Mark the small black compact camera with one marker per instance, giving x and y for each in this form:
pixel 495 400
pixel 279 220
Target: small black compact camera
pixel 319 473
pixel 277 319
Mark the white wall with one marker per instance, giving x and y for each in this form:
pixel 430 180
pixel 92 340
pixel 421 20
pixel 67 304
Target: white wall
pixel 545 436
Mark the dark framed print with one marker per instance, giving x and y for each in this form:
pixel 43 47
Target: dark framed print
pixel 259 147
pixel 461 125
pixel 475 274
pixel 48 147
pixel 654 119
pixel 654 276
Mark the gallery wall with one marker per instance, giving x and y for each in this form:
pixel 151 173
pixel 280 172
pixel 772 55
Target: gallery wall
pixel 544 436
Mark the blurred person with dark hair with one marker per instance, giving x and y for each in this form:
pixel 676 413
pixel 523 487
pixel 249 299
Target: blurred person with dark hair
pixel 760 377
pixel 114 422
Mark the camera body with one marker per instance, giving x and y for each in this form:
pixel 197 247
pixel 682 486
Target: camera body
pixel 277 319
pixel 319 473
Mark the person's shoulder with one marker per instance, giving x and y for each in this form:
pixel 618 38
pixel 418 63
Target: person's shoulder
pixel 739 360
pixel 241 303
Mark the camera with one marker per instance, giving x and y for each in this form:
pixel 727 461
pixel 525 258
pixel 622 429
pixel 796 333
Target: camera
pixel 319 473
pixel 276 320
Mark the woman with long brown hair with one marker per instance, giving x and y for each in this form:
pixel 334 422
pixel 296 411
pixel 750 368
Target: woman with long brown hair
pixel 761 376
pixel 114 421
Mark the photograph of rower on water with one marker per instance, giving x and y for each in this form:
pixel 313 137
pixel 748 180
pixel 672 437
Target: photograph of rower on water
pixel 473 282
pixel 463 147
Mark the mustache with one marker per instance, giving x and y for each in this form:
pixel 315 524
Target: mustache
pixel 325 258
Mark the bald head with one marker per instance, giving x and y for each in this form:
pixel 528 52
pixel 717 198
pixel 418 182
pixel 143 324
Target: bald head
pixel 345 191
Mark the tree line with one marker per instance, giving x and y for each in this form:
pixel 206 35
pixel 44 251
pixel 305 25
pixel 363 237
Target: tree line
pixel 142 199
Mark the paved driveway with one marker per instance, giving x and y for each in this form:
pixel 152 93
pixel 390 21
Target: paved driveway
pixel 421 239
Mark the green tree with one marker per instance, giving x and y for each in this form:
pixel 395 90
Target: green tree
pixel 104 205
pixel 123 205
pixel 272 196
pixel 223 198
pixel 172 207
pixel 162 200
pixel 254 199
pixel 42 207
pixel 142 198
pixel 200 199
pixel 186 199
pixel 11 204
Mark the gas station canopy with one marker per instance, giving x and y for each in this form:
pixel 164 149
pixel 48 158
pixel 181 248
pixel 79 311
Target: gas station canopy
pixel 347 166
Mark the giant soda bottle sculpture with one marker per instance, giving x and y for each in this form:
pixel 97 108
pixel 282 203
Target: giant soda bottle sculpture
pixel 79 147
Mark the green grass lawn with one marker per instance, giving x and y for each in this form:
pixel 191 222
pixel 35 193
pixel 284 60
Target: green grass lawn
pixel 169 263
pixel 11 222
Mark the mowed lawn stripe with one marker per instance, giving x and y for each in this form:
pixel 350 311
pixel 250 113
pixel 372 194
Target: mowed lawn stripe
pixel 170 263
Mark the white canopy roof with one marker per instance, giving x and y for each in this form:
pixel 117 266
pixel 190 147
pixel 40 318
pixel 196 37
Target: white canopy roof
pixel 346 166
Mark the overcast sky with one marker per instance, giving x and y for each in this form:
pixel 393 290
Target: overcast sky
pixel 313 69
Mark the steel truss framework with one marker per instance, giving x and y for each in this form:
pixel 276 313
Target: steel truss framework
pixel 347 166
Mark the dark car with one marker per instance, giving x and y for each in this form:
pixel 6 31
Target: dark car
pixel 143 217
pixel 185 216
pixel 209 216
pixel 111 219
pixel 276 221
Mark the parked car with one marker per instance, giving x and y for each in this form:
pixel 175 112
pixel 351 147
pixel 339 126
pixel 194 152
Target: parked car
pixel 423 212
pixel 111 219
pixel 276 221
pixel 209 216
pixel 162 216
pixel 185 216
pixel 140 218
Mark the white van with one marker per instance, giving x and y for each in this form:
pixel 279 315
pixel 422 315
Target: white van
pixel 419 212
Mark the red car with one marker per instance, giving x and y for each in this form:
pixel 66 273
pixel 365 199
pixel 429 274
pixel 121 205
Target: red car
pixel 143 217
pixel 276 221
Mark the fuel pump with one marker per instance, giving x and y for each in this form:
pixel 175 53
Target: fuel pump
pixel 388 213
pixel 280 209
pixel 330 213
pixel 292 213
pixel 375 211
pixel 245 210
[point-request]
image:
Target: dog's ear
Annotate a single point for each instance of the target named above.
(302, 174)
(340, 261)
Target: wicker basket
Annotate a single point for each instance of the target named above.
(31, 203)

· · · · ·

** Prompt **
Reproduce the entries above in full, verbatim.

** Correct output **
Mark the small black compact camera with one marker per instance, giving x and y for each in this form:
pixel 495 400
pixel 279 220
Target: small black compact camera
pixel 319 473
pixel 277 319
Mark the white wall with one marker per instance, giving x and y for each in this form:
pixel 430 180
pixel 92 340
pixel 421 20
pixel 67 304
Target: white wall
pixel 545 436
Mark the dark framed print with one marker per instance, giving x and y for each in this form:
pixel 43 47
Target: dark framed print
pixel 259 147
pixel 461 125
pixel 475 274
pixel 48 147
pixel 654 119
pixel 654 276
Mark the gallery wall with one marker per instance, giving x and y for each in this form:
pixel 151 173
pixel 280 172
pixel 772 55
Target: gallery wall
pixel 544 436
Mark the blurred person with dark hair with one marker per instance, giving x and y for each in this form:
pixel 676 413
pixel 523 487
pixel 249 299
Target: blurred person with dark hair
pixel 760 377
pixel 114 422
Mark the camera body with one marker per instance, giving x and y for each in this form:
pixel 197 247
pixel 682 486
Target: camera body
pixel 277 319
pixel 319 473
Mark the person's shoulder with one marker per instance, giving x and y for each in this form:
pixel 618 38
pixel 418 63
Target: person's shoulder
pixel 739 360
pixel 241 303
Mark the camera with one marker per instance, giving x and y for each in this form:
pixel 727 461
pixel 525 258
pixel 622 429
pixel 796 333
Target: camera
pixel 319 473
pixel 276 320
Mark the woman with long brown hair with one marker per instance, giving x and y for each in this form:
pixel 334 422
pixel 296 411
pixel 750 368
Target: woman with long brown hair
pixel 761 376
pixel 114 421
Mark the photograph of rower on water with one marker per instance, giving x and y for each in this form:
pixel 313 137
pixel 748 180
pixel 672 437
Target: photograph of rower on water
pixel 473 282
pixel 463 147
Mark the mustache with one marker per instance, giving x and y for each in this form:
pixel 315 524
Target: mustache
pixel 325 258
Mark the bald head with one marker per instance, giving x and y for each in this form:
pixel 528 52
pixel 717 198
pixel 418 182
pixel 143 324
Target: bald head
pixel 345 191
Mark the tree line with one marker per instance, giving x and y for each in this form:
pixel 206 35
pixel 44 251
pixel 305 25
pixel 363 237
Target: tree line
pixel 142 199
Mark the paved driveway with one marker per instance, giving x and y for each in this form:
pixel 152 93
pixel 390 21
Target: paved driveway
pixel 421 239
Mark the green tree with one marker per instance, giving x and y for each in this form:
pixel 395 90
Target: green tree
pixel 104 205
pixel 123 205
pixel 272 196
pixel 223 198
pixel 172 207
pixel 162 200
pixel 254 199
pixel 42 207
pixel 142 198
pixel 200 199
pixel 186 199
pixel 11 204
Mark the gas station canopy with one marker per instance, giving x and y for each in this form:
pixel 164 149
pixel 48 158
pixel 181 248
pixel 79 311
Target: gas station canopy
pixel 347 166
Mark the giant soda bottle sculpture with one marker per instance, giving x and y for each in this form:
pixel 97 108
pixel 282 203
Target: giant soda bottle sculpture
pixel 79 147
Mark the green grass lawn with one marker per instance, giving x and y for each in this form:
pixel 191 222
pixel 35 193
pixel 284 60
Target: green grass lawn
pixel 169 263
pixel 11 222
Mark the mowed lawn stripe with one marker per instance, giving x and y for each in this form:
pixel 350 311
pixel 250 113
pixel 372 194
Target: mowed lawn stripe
pixel 170 263
Mark the white canopy roof with one marker per instance, giving x and y for each in this form:
pixel 117 266
pixel 190 147
pixel 40 318
pixel 196 37
Target: white canopy roof
pixel 346 166
Mark the overcast sky with one marker per instance, giving x and y for each in this form:
pixel 393 290
Target: overcast sky
pixel 313 69
Mark the steel truss framework with one marker per instance, giving x and y for each in this form:
pixel 276 313
Target: steel truss framework
pixel 347 166
Mark the dark car with one marker per instance, giving x and y for each in this form:
pixel 6 31
Target: dark car
pixel 143 217
pixel 185 216
pixel 209 216
pixel 111 219
pixel 276 221
Mark the parked car with one marker per instance, giving x and y for each in this form:
pixel 175 112
pixel 351 147
pixel 339 126
pixel 194 152
Target: parked car
pixel 423 212
pixel 111 219
pixel 276 221
pixel 209 216
pixel 162 216
pixel 185 216
pixel 140 218
Mark the white van with one marker per instance, giving x and y for each in this form:
pixel 279 315
pixel 422 315
Target: white van
pixel 419 212
Mark the red car with one marker per instance, giving x and y for each in this form:
pixel 66 273
pixel 365 199
pixel 429 274
pixel 121 205
Target: red car
pixel 143 217
pixel 276 221
Mark the fuel pump with one marker per instance, giving x and y for each in this form:
pixel 175 53
Target: fuel pump
pixel 388 213
pixel 280 209
pixel 330 213
pixel 292 213
pixel 375 211
pixel 245 210
[point-request]
image:
Target: dog's ear
Annotate a single point for each instance of the target named above.
(302, 174)
(340, 261)
Target: wicker basket
Annotate a single point for each instance of the target named above.
(31, 203)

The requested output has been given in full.